Exercise details: Your answer is the line containing "For this drill the class indicates the green field" plus every line after it to the end of the data below, transcribed exactly and with nothing else.

Data for processing:

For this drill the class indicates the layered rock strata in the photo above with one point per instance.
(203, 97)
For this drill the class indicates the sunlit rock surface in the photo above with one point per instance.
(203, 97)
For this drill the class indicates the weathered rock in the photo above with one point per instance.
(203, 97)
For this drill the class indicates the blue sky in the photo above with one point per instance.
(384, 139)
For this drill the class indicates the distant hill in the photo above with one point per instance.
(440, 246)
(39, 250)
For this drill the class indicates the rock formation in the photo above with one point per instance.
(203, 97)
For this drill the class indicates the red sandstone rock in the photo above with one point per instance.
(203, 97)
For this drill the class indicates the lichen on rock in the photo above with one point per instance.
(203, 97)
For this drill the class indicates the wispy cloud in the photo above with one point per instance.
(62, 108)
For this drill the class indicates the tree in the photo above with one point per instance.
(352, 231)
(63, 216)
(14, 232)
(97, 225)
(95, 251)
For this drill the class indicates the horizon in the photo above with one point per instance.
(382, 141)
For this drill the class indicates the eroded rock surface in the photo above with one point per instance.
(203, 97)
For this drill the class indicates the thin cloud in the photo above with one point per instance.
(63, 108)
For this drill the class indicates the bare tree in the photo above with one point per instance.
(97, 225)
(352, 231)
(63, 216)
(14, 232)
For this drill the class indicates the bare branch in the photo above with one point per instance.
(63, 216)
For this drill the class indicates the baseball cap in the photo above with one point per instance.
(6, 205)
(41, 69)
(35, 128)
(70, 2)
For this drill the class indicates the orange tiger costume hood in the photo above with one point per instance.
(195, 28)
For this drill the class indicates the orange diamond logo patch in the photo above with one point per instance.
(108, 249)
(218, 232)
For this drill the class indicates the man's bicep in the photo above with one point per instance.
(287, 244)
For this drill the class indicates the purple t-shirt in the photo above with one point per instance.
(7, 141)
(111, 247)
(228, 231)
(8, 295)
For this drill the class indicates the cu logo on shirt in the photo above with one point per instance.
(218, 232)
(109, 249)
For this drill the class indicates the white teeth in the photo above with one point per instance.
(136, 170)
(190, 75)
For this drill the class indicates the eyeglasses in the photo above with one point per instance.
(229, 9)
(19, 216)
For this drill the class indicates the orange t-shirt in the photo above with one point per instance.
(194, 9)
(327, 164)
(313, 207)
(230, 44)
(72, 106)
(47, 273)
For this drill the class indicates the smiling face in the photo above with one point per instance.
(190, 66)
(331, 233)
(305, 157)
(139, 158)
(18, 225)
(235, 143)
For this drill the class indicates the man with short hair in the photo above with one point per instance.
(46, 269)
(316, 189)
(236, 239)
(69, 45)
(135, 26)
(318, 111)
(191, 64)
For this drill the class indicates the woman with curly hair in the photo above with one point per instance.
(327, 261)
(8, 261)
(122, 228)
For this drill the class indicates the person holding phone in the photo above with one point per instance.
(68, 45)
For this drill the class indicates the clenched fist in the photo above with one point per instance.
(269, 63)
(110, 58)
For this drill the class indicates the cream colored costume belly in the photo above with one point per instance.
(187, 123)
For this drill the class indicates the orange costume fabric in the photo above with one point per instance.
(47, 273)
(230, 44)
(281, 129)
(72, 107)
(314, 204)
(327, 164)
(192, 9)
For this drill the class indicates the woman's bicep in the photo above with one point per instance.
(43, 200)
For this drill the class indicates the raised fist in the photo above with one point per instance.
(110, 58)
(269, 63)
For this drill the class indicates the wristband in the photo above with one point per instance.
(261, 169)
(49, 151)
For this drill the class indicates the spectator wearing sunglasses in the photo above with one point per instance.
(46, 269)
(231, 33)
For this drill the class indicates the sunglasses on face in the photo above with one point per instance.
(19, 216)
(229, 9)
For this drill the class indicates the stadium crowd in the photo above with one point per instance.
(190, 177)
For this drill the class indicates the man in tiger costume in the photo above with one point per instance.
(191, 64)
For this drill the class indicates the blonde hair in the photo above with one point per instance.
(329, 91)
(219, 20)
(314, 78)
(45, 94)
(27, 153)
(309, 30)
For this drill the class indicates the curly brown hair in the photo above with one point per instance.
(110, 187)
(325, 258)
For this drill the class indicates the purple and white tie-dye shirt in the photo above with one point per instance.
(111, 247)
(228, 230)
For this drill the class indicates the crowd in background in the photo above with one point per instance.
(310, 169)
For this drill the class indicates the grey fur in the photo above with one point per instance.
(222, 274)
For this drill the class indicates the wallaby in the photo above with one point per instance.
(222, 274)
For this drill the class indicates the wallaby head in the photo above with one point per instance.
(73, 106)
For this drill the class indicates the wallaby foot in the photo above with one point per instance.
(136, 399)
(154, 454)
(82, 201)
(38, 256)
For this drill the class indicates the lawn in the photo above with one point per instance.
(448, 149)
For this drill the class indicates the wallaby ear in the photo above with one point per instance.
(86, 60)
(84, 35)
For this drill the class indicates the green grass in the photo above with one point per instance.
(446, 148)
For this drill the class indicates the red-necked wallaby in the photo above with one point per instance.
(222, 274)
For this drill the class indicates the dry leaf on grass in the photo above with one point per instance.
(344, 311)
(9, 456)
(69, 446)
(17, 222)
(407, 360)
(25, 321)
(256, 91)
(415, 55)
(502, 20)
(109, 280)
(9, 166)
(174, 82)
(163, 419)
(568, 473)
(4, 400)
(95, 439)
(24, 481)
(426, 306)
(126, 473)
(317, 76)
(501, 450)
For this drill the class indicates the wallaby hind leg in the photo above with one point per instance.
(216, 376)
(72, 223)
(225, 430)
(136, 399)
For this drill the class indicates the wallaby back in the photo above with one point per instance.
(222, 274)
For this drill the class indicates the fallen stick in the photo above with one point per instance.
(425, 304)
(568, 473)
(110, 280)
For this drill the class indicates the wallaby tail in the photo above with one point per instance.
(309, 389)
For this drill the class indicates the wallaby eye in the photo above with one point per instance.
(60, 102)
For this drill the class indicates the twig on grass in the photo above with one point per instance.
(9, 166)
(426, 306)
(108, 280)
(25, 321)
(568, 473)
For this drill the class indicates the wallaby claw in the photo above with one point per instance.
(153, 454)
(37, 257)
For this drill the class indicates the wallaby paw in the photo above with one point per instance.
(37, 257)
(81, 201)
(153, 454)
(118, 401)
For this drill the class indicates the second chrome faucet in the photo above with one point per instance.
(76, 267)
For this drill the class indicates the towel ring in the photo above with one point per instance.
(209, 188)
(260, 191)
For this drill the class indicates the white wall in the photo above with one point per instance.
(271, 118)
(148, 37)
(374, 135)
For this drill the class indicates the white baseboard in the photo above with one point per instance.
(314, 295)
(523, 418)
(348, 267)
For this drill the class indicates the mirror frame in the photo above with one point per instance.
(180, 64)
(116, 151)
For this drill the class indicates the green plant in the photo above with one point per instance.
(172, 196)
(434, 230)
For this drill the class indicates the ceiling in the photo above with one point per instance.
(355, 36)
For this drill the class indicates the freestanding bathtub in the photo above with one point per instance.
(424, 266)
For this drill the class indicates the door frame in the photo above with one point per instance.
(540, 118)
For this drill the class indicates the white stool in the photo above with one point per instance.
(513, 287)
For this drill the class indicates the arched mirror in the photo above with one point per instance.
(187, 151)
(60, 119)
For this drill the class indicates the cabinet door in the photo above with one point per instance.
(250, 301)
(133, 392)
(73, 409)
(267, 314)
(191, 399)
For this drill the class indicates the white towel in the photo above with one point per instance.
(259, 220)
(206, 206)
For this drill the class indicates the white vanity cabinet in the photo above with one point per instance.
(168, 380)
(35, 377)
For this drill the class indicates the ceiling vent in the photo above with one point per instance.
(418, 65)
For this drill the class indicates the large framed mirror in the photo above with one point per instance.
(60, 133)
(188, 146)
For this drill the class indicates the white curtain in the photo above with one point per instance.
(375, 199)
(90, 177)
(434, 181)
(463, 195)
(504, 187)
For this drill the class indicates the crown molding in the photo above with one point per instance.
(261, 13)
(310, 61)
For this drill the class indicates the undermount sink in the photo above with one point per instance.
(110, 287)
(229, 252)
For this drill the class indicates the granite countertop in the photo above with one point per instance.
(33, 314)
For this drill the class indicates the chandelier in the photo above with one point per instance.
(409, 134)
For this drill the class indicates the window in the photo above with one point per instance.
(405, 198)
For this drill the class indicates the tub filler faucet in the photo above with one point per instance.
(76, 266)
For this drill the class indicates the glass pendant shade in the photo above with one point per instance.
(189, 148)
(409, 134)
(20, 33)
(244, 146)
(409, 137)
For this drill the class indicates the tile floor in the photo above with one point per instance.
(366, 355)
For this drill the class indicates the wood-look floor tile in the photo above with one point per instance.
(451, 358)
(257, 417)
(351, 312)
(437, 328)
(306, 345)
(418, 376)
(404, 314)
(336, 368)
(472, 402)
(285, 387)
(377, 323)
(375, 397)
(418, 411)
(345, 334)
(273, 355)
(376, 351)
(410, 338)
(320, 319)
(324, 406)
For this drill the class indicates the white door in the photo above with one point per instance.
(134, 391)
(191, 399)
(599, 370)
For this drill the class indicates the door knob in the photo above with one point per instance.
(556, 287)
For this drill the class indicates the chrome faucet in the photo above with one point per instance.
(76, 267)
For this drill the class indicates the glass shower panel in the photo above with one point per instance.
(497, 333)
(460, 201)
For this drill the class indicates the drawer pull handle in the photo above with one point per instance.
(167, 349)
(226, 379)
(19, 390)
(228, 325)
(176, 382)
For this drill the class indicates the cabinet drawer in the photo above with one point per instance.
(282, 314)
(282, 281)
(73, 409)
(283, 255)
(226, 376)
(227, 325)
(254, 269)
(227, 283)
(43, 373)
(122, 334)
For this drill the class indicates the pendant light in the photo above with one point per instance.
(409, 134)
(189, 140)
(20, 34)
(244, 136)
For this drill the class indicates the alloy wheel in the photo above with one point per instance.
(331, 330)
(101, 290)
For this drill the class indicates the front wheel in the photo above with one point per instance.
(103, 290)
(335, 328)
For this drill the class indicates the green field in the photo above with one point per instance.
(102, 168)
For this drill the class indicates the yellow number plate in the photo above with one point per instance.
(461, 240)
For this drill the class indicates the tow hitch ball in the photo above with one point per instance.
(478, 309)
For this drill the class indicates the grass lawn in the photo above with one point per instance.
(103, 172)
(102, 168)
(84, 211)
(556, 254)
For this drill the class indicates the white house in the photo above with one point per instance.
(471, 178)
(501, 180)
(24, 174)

Exercise output:
For this drill the class indicates the green field in the photo above with one point per instance.
(102, 168)
For this drill the class indicates the yellow number plate in the photo above with one point per instance.
(461, 240)
For this drill the class indicates the tow hitch ball in the photo above with one point per instance.
(478, 309)
For this drill the class indicates the grass lawn in the photo above with one point per instance.
(103, 172)
(102, 168)
(84, 211)
(556, 254)
For this drill the class indicates the white house in the photo above with one point per instance.
(471, 178)
(501, 180)
(24, 174)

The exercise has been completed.